▶ Description of the task: Reproduce all of the data below verbatim, omitting the pictures.

▶ Provided data:
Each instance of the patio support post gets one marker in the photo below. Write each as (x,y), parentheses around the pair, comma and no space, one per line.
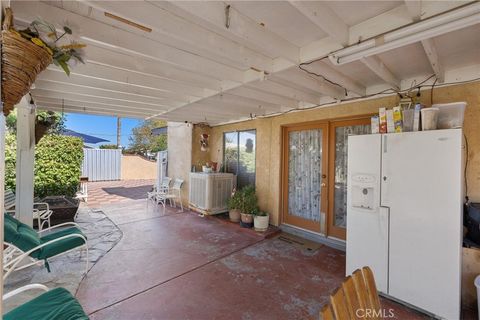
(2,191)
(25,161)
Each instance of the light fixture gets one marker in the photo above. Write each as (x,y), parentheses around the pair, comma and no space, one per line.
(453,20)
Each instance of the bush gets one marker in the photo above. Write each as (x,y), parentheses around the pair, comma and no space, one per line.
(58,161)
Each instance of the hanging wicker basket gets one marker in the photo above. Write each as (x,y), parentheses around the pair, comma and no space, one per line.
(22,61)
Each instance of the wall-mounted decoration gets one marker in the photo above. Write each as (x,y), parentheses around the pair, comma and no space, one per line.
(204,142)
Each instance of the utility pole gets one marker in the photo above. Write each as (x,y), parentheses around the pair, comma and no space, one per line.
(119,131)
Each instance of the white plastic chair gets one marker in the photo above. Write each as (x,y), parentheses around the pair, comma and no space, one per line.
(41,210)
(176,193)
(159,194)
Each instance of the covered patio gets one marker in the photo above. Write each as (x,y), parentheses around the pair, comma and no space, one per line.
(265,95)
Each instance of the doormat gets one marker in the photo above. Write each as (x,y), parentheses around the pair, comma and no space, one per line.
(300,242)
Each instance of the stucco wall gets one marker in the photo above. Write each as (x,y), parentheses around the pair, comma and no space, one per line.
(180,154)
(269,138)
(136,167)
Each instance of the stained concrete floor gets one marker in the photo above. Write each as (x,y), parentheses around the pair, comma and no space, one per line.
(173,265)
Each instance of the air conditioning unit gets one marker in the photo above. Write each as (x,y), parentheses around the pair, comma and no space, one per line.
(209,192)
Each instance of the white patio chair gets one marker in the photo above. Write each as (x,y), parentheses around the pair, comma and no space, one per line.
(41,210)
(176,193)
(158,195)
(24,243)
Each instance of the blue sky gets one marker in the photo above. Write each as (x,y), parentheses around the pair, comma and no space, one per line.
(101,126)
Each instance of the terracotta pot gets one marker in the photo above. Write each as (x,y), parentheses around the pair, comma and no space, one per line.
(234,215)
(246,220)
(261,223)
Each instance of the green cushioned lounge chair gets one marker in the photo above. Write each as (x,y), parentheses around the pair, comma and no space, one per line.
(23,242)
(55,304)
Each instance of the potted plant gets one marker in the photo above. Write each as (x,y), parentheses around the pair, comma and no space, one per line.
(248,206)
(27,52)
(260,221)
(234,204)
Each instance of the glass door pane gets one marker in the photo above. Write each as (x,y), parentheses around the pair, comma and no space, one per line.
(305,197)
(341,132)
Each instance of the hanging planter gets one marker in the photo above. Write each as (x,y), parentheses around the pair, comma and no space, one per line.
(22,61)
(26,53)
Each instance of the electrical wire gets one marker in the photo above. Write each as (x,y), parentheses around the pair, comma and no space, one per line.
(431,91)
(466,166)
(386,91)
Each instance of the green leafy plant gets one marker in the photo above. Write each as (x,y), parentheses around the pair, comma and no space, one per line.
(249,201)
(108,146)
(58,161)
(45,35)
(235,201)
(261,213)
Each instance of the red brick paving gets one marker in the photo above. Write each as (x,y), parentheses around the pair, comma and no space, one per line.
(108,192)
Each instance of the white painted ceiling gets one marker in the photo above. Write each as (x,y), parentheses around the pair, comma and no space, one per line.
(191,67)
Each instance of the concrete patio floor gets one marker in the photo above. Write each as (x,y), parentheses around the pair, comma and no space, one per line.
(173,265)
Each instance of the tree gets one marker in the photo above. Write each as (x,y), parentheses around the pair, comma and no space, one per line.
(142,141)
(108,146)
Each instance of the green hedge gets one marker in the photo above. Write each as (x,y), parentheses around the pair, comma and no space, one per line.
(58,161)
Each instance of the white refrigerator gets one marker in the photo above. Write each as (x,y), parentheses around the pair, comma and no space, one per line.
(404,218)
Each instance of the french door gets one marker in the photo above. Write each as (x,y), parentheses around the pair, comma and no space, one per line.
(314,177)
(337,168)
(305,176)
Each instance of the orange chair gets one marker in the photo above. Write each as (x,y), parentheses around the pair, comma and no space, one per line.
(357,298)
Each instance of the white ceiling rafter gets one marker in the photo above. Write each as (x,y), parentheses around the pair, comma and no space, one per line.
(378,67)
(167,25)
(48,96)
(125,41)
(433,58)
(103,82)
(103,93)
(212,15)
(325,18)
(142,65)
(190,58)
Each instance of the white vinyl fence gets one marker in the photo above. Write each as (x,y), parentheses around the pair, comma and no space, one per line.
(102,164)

▶ Finished exercise:
Each instance of the patio support post gets one marker in the photo below. Write each as (x,y), parentheses around the pair, comma and no space, one per line.
(2,191)
(25,161)
Each instance of the light fixture gets one marker in the photo above. Write each as (x,y), parentheses around the pair, comma and no space, one per line.
(453,20)
Each instance of the bush gets one marker in the photo above. Write each as (x,y), parentheses around the pair, comma and no space, one per line.
(58,161)
Each instance of the hanging wicker basket gets one marker in the photo above. Write each as (x,y), parentheses around the pair, comma and no space, one per line.
(22,61)
Each instance of the wall-mounted decoration gets one marker in the photo above. Write each as (x,y), parentheses around the pair, comma and no space, one per line.
(204,142)
Each instance of the utility pole gets one marker in the photo above. Write each as (x,y), parentheses around the pair, comma and no space, one per line.
(119,131)
Each instance of the white plastic chair gets one marker in the photo above. Write each as (x,y), parentheses around the pair, comma and no space, one per line.
(41,210)
(176,193)
(159,194)
Each instance of the covered patio gets one marker in the photo above. Write each as (x,y), parentheses around the pair, comma and no space, one per line.
(265,95)
Each instance of the doormat gets one marker in the photo above. Write each as (x,y), parentheses around the pair, comma and no space, one per line.
(300,242)
Each instance of the stucco wall gets one marker in the photo above. Write each as (x,y), parentheses around the pair, comma and no space, one per line.
(180,154)
(269,138)
(136,167)
Each instance of the stained concrete floor gets one marker in the photo above. Write each as (x,y), parentheses around the pair, comma and no space, one per line.
(173,265)
Each instance of the air conditioning unit gets one marker in the photo above. Write each as (x,y), parentheses around the pair, comma and no space, one per line.
(209,192)
Each instance of the white patio chair gets one marker in the photo above. Write each as (x,y), parentheses around the pair, comma and no space, one per line.
(41,210)
(176,193)
(158,195)
(24,243)
Each instance of the blue sky gets one marker in the photo above. Write each as (x,y), parentheses around the pair, comma and no space, one per line.
(101,126)
Each instance of the terracotta pot gets one marker in the photo above. Write each as (x,y), parentheses around the pair, comma and no space, one per line.
(234,215)
(246,220)
(261,223)
Each instance of the green cushioned lounge chair gets one marker in the photo above. Write each as (x,y), parentheses around the pair, comma and no space, one per line.
(23,242)
(55,304)
Each instance of the potted plant gets one marker in the photo above. Write each as (x,y), parentheses around the pair, comma and no space, one per line.
(248,206)
(27,52)
(260,221)
(234,204)
Each instance of the glass door pane gets one marker in the photo above. Write each as (x,y), parentheses around the pair, comma and no space, one per line.
(305,197)
(341,132)
Each instance of the hanging planter gets one marker in the photo above. Write each as (x,y), parentheses around the pair, comma and no space, one per line.
(22,61)
(26,53)
Each instance of the electrical wire gets one marker in the photo above. Write each as (x,y), parentheses around the pair, comma and no space, one per line.
(431,91)
(466,166)
(386,91)
Each instance of the green leafy plant gets one marker in the photo above. Write each as (x,y), parentheses around the pair, comma and no space, one per line.
(249,201)
(108,146)
(58,161)
(45,35)
(235,201)
(261,213)
Each instance of the red brick paving gets one marker in the photo above. Write each as (x,y), parentheses around the pair, comma and no space, one per line.
(108,192)
Each instance of the white painted ceiling gets one marker in the photo above. Write each as (x,y), parentheses around the pair, comma and no space, one per line.
(191,67)
Each instance of the concrete patio floor gets one marker in the photo above. Write each as (x,y), parentheses around the pair, comma and no space, one per line.
(173,265)
Each instance of the tree gets one marker in the photo above. Write each as (x,y), parentheses around the pair, comma and no space, one per line.
(142,141)
(108,146)
Each instance of the green hedge gets one marker in the photo above. Write each as (x,y), parentheses around the pair, comma and no space, one per line.
(58,161)
Each instance of the white refrigerator gets one marker in the photo above. Write each as (x,y), parentheses around the pair, comma and no space, one per line.
(404,218)
Each instance of the french door gets one marker in the photo above. Write each as (x,y), parentheses around the pair, comma and no space, one per line.
(314,177)
(337,168)
(305,176)
Each instance of the orange chair gets one marker in the photo above. Write each as (x,y), parentheses around the pair, comma and no space, one per line.
(357,298)
Each instance of the white ceiling rafter gets one marker in the photo above. Write each as (x,y), parentheses around the pair, comma and no space, one per line.
(378,67)
(167,25)
(48,96)
(125,41)
(433,58)
(103,82)
(103,93)
(212,15)
(325,18)
(142,65)
(190,58)
Each instance of the white vinyl fence gets one marker in the photo above. Write each as (x,y), parentheses around the pair, comma and no space, one per line.
(102,164)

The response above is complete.